В том-то и дело, что вызывал свою судьбу Лермонтов, не только ее предугадывая и словно бы торопя к себе поскорее из будущего, но и, в полном соответствии со своим характером, в дуэльном смысле слова — то бишь на поединок, кто кого.

Тем не менее это отнюдь не «демонизм в теории, а для практики принцип фатализма», как считал Владимир Соловьев, а небывалое и потому никому не понятное проживание в полноте времени. Проживание одновременно — в прошлом, настоящем и будущем. Для поэта время во всех своих ипостасях, несомненно, было единым целым, и, повидимому, в некоторые, особенно напряженные моменты, он не слишком-то и различал, в каком из времен он находится.

То припоминая свое прошлое время (для Вяч. Иванова это — полусны, а для Дм. Мережковского — премiрное состояние души), то всей силой натуры живя настоящим — мгновением, то, наконец, с пророческой мощью предугадывая будущность и невольно призывая ее к себе, он — на взлетах души — жил, по сути, вечностью в полном ее объеме. Недаром «так же просто, как другие люди говорят: моя жизнь, — Лермонтов говорит: моя вечность» (Мережковский). Недаром он, как отметил Мейер, обладал особым даром «воздушного касания к вещам и явлениям земного мира», что, конечно же, свойственно только тому художнику, который словно бы прикосновением ощущает изменяющееся время.

== Условие задания ==
Назовите всех авторов, чьи мнения или слова приводятся во фрагменте о Лермонтове, не считая самого Лермонтова. Пишите имена так, как они даны во фрагменте. Материал никак не связан с этим фрагментом.

== Исходный материал ==
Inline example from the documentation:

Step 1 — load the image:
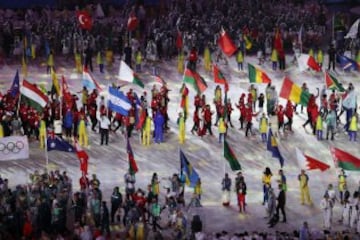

== Ответ ==
Владимир Соловьев, Вяч. Иванов, Дм. Мережковский, Мейер.